> **SET TASK**
Update the listing below from the line containing "Exercise. Point out every instance of the stone monument" down to the line containing "point(1095, 96)" by replacing "bare tree" with "leafless tree". Change nothing else, and return only those lines.

> **DATA IN THIS EXERCISE**
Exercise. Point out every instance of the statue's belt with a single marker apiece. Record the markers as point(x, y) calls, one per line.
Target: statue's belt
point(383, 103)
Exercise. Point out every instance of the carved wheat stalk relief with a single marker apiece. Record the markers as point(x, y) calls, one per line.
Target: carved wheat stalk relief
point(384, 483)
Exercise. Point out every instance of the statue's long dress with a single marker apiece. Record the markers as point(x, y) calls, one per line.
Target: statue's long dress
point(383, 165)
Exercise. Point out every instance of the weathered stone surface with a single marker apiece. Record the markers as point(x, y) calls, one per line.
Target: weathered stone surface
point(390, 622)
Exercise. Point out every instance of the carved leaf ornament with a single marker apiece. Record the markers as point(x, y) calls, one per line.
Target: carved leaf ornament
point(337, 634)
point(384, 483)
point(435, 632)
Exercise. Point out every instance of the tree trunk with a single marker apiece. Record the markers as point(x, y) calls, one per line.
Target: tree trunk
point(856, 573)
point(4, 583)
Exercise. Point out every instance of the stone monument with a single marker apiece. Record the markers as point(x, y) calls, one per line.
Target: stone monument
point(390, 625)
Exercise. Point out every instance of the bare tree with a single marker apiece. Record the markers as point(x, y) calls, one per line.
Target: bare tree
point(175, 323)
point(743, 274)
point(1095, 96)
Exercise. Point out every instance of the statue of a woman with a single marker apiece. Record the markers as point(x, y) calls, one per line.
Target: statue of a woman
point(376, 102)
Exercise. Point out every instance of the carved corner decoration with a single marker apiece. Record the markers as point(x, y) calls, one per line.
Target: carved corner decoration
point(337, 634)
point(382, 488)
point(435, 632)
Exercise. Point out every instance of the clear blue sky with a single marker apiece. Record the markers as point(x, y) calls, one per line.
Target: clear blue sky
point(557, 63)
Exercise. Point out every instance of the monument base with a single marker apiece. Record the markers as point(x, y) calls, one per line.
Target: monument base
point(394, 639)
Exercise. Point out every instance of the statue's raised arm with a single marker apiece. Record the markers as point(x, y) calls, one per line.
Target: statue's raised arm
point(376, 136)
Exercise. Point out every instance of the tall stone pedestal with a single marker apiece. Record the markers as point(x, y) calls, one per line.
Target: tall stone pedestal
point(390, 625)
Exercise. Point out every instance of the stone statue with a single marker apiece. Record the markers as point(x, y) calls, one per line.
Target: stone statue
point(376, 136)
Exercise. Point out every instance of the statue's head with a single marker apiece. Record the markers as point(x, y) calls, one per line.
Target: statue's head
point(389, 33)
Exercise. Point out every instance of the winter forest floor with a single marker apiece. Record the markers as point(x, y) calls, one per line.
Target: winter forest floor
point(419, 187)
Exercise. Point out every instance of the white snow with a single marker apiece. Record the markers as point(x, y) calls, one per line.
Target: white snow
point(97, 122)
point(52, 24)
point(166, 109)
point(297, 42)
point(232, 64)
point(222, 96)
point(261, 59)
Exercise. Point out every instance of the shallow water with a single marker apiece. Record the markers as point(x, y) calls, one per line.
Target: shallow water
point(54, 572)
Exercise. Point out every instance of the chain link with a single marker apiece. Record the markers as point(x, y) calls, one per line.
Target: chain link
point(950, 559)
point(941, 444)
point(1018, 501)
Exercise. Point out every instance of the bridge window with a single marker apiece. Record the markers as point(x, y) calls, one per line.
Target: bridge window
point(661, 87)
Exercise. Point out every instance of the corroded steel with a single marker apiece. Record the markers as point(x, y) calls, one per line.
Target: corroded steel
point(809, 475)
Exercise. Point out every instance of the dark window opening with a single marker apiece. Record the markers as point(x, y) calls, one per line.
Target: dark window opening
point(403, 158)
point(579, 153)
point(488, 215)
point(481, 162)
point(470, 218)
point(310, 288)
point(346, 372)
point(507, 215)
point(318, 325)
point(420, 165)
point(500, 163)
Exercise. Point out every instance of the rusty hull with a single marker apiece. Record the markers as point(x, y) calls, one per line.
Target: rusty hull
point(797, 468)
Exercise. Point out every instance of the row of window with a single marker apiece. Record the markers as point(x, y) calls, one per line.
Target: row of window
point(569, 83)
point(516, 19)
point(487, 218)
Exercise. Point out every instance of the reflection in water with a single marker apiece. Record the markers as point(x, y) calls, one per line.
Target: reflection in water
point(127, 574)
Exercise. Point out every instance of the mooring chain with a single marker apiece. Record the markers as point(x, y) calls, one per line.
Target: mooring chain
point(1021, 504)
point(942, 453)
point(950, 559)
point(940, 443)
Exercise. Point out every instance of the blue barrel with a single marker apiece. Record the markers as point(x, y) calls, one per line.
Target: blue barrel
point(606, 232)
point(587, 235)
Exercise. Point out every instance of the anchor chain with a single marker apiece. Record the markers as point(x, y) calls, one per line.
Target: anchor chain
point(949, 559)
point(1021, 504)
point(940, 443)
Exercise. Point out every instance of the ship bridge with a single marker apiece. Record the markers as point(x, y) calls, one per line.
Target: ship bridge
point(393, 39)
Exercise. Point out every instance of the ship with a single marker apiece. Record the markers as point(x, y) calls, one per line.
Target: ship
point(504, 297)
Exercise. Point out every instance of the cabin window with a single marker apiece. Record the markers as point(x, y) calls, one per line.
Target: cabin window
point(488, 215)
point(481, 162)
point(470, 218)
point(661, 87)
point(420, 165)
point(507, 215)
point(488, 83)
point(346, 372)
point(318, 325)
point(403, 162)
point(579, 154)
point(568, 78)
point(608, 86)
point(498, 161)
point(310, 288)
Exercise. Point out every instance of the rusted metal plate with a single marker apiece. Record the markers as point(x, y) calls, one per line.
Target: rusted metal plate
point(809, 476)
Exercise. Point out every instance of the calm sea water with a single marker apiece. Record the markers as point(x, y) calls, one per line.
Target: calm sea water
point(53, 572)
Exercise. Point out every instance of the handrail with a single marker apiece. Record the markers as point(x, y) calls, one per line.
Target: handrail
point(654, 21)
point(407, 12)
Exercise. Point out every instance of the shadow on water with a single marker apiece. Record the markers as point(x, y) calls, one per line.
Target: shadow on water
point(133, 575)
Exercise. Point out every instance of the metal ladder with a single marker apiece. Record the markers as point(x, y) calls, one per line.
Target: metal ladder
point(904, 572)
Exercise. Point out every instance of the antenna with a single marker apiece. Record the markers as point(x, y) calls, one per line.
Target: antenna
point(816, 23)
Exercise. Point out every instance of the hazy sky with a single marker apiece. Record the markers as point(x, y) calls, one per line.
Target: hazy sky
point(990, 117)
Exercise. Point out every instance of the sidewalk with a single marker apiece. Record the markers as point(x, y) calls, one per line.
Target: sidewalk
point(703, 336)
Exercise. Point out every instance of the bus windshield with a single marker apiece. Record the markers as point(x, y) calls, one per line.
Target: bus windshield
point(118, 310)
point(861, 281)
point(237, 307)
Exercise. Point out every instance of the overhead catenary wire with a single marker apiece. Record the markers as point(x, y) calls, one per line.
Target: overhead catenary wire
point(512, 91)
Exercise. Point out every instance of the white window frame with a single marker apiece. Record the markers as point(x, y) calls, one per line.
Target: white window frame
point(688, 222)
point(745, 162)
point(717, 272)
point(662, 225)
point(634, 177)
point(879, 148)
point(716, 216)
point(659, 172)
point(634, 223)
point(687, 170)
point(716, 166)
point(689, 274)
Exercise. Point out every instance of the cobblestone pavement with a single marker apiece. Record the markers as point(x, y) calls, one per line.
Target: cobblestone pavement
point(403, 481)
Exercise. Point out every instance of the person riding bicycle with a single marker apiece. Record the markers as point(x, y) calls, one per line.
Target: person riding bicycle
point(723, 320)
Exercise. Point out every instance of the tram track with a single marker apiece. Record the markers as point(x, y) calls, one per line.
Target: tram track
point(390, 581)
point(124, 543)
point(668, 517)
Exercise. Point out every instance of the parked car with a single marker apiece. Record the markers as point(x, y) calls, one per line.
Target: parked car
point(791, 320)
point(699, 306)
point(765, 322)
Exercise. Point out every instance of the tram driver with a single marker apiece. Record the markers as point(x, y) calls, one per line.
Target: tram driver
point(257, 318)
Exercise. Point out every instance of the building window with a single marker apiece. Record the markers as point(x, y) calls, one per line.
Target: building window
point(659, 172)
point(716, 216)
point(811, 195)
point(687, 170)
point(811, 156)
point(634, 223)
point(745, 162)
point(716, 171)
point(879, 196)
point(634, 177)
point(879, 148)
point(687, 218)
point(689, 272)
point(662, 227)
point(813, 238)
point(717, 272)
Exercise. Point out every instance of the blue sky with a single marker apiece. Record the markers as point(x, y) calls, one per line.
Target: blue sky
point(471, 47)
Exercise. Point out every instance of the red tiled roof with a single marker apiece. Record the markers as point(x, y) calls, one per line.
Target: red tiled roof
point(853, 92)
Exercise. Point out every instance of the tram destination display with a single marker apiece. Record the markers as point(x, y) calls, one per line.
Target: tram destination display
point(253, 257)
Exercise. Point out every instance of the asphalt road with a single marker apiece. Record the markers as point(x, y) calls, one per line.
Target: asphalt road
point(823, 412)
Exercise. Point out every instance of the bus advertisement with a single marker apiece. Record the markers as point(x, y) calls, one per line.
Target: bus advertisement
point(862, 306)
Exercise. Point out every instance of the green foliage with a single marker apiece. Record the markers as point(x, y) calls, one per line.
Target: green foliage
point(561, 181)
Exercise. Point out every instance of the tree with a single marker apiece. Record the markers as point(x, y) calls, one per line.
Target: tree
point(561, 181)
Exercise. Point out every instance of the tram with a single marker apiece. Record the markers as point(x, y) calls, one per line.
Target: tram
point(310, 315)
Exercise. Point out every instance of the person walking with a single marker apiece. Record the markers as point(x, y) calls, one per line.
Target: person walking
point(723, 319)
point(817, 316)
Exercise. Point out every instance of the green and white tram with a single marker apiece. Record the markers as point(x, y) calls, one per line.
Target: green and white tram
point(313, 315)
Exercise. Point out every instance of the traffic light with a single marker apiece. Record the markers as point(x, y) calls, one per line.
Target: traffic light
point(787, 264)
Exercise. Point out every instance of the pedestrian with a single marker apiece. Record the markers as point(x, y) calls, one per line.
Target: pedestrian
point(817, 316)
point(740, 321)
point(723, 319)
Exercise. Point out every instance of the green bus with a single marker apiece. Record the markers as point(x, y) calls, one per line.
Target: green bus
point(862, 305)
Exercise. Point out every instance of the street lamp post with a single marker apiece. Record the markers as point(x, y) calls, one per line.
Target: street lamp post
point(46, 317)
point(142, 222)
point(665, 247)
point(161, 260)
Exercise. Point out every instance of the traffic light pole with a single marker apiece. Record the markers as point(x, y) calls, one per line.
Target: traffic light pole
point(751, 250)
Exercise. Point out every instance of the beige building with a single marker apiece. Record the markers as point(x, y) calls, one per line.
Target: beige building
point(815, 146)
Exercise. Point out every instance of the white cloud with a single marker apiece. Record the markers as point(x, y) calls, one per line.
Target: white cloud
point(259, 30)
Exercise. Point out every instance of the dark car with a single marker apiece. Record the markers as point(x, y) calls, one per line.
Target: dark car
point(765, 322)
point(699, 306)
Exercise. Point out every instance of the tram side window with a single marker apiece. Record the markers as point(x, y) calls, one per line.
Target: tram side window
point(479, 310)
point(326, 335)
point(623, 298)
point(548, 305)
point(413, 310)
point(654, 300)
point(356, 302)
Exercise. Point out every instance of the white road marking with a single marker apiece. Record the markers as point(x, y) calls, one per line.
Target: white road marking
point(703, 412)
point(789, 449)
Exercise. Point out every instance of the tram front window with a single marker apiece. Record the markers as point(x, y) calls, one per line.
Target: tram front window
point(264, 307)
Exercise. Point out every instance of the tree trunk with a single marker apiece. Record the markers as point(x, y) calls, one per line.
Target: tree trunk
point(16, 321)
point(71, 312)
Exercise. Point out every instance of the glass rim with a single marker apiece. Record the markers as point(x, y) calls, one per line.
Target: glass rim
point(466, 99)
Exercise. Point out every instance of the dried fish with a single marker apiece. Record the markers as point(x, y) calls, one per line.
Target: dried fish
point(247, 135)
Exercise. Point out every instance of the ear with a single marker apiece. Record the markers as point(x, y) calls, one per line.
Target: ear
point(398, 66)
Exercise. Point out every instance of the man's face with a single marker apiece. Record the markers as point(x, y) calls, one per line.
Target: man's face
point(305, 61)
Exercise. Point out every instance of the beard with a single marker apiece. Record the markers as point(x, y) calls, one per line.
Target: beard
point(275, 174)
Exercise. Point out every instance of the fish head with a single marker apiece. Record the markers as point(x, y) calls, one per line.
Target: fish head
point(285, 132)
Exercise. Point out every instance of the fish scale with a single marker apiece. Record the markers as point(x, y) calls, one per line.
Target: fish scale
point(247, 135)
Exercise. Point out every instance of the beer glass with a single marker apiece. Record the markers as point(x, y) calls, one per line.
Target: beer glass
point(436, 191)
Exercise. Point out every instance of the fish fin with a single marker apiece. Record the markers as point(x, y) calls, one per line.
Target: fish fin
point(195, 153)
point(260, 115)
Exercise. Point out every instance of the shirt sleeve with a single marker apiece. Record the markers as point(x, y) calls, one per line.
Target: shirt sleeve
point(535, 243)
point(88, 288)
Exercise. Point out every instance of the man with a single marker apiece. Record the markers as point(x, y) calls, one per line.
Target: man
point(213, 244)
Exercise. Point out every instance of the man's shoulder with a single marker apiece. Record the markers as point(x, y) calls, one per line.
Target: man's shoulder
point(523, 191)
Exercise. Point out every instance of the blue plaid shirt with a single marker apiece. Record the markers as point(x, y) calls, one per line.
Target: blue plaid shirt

> **EXERCISE ANSWER**
Exercise. Point out every instance of the stone monument with a single marker apiece. Record the markers as point(x, y) calls, one per line.
Target: stone monument
point(390, 625)
Exercise. Point out every instance of the leafless tree with a single marker apiece. Record the markers as point(x, y) calls, one per line.
Target: leafless tree
point(175, 323)
point(743, 274)
point(1095, 96)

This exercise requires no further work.